# Start of Given passage

In the first place, it takes away every vestige of the divine goodness, which is the fountain of all the moral attributes in God, as well as the primary cause of the moral nature and duties of man. That God is no respecter of persons, but regards all his creatures with the same parental tenderness, is the great cause why they owe him submission, gratitude, praise, and devotion. The scheme of predestination annihilates this holiest of his attributes, and clothes him with the habiliments of a partial, capricious Being, a respecter of persons, showering blessings on a certain selected portion of his creatures, and entailing endless misery on the rest, without reference to any thing they have done, or could do. Light and darkness are not more opposite, than are the traits of such a character to the perfections of a God of infinite goodness.

Again, if God creates wicked natures in men, or what is precisely the same thing, if he so creates men that they are obliged to sin, or decrees from all eternity that they shall sin, and then punishes them for their guilt, he becomes literally the author of sin, and inflicts punishments for deeds, which he made it necessary to commit. If men are reprobate

by the appointment of God, they are so by a law, which it would be rebellion in them to resist; and if he has decreed, that all their thoughts and actions shall be wicked, they sin against divine law whenever they think a good thought, or perform a virtuous act. This is what is meant, I suppose, when we are told, that the prayers of the unregenerate are an abomination in the sight of God. It is because he has willed, that they shall be wicked, and prayer is an attempt at holiness in opposition to his will. This is perfectly consistent with the doctrine, and proves God to be the author of sin, although he threatens a terrible punishment on the offender.

I know it has been said by some, who are willing to sacrifice consistency to a show of reason, that God does not act with compulsion over the nonelect; he simply passes them by, and permits them to be ruined. He decrees salvation to some, and does not prevent the remainder from perishing. This sophistry is too shallow to merit a serious reply, and only shows the embarrassments in which the friends of the doctrine are involved, when they would reconcile it with the attributes of God, and the common sense of mankind. Calvin is more bold and consistent. He declares that whom God passes by he reprobates; quos Deus praeterit reprobat. The divine will and character are equally concerned in the decree of salvation to some, and of perdition to others, and God is just as much the author of the sins by which the wicked are condemned, as he is of the means by which the righteous are saved.

This scheme, also, represents God as acting an insincere part. He commands men to obey his laws, threatens punishment to disobedience, calls to repentance, and promises pardon to such as will listen; and all this at the same time that he has foreordained the ruin of the very creatures whom he thus endeavours to influence by motives! Is it said, that he speaks to the elect only, in the precepts, admonitions, commands, and encouragements of his word? This removes no difficulty. Why threaten or persuade the elect? Their destiny is fixed, and to threaten them with punishment or proclaim the necessity of repentance, is deception. The case is aggravated when applied to the reprobate. To preach repentance and a promise of pardon to them, is not only a cruel deception, but a mocking of their wretchedness.

If all acts and dispositions are decreed, men are not moral agents, nor accountable beings. Why then should they be judged by laws, which they have no power to obey? God has declared, that he will judge all men according to their deeds, but such a judgment, on the principles of election and reprobation, would be an excess of injustice, a refinement of cruelty, which can be supposed to exist only in a being, who delights to practise evil, and inflict misery.

# End of Given passage

Stated task -> In the passage on predestination, what Latin phrase is given for Calvin's declaration that whom God passes by he reprobates? The items that come next have no connection to the passage on predestination.

# Start of Data supplied

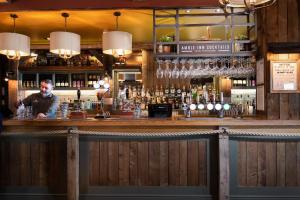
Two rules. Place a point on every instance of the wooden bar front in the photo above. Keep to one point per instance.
(150, 159)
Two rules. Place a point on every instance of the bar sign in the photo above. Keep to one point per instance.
(197, 48)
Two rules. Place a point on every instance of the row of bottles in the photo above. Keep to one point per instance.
(243, 82)
(61, 83)
(92, 79)
(29, 84)
(49, 59)
(177, 96)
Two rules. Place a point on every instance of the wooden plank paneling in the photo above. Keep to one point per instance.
(261, 170)
(133, 163)
(193, 163)
(293, 21)
(291, 164)
(183, 163)
(4, 161)
(202, 163)
(154, 164)
(284, 106)
(103, 153)
(251, 163)
(294, 106)
(124, 163)
(298, 163)
(113, 163)
(242, 163)
(14, 163)
(35, 163)
(44, 160)
(143, 163)
(174, 161)
(164, 163)
(270, 163)
(281, 156)
(94, 177)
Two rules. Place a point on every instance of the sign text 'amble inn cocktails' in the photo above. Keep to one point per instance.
(205, 48)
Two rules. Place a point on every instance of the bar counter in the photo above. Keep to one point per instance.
(126, 158)
(181, 122)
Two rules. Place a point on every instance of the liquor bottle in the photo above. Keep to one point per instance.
(57, 84)
(172, 91)
(66, 83)
(143, 94)
(167, 91)
(62, 83)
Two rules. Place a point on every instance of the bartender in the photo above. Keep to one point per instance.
(44, 104)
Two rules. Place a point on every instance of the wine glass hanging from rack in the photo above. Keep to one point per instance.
(242, 67)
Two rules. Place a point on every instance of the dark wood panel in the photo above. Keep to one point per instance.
(261, 162)
(183, 163)
(154, 163)
(270, 163)
(35, 163)
(164, 163)
(113, 163)
(281, 160)
(103, 173)
(133, 163)
(4, 160)
(242, 163)
(252, 164)
(124, 163)
(44, 167)
(291, 164)
(193, 163)
(25, 171)
(202, 163)
(174, 161)
(94, 163)
(142, 163)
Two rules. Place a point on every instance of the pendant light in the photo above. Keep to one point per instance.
(63, 43)
(14, 45)
(117, 43)
(249, 5)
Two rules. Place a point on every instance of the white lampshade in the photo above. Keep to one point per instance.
(14, 45)
(117, 43)
(242, 3)
(65, 44)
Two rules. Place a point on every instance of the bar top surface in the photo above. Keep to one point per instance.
(154, 122)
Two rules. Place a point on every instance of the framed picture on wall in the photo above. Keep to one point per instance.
(285, 77)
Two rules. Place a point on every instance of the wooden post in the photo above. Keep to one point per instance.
(72, 166)
(223, 165)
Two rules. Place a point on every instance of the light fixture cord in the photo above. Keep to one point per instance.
(14, 24)
(117, 22)
(65, 24)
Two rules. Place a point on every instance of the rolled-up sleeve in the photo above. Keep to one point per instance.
(53, 108)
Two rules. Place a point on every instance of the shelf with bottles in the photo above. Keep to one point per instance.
(62, 81)
(211, 28)
(29, 81)
(92, 79)
(42, 57)
(243, 83)
(78, 80)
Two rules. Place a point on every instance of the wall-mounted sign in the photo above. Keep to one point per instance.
(205, 48)
(284, 77)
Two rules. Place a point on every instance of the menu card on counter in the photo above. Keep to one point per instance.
(284, 76)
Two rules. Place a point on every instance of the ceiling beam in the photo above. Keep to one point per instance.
(27, 5)
(5, 1)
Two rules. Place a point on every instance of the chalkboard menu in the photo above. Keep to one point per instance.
(284, 77)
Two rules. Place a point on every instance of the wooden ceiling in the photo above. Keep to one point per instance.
(89, 18)
(21, 5)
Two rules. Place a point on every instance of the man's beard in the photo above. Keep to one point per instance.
(45, 94)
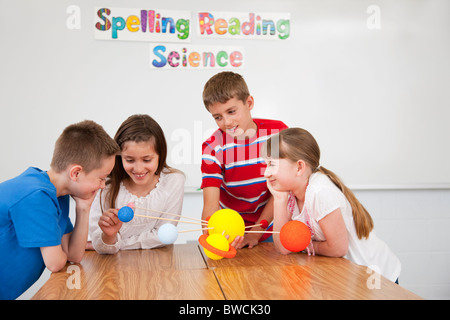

# End of Data supplied

Response to this task -> Quos Deus praeterit reprobat.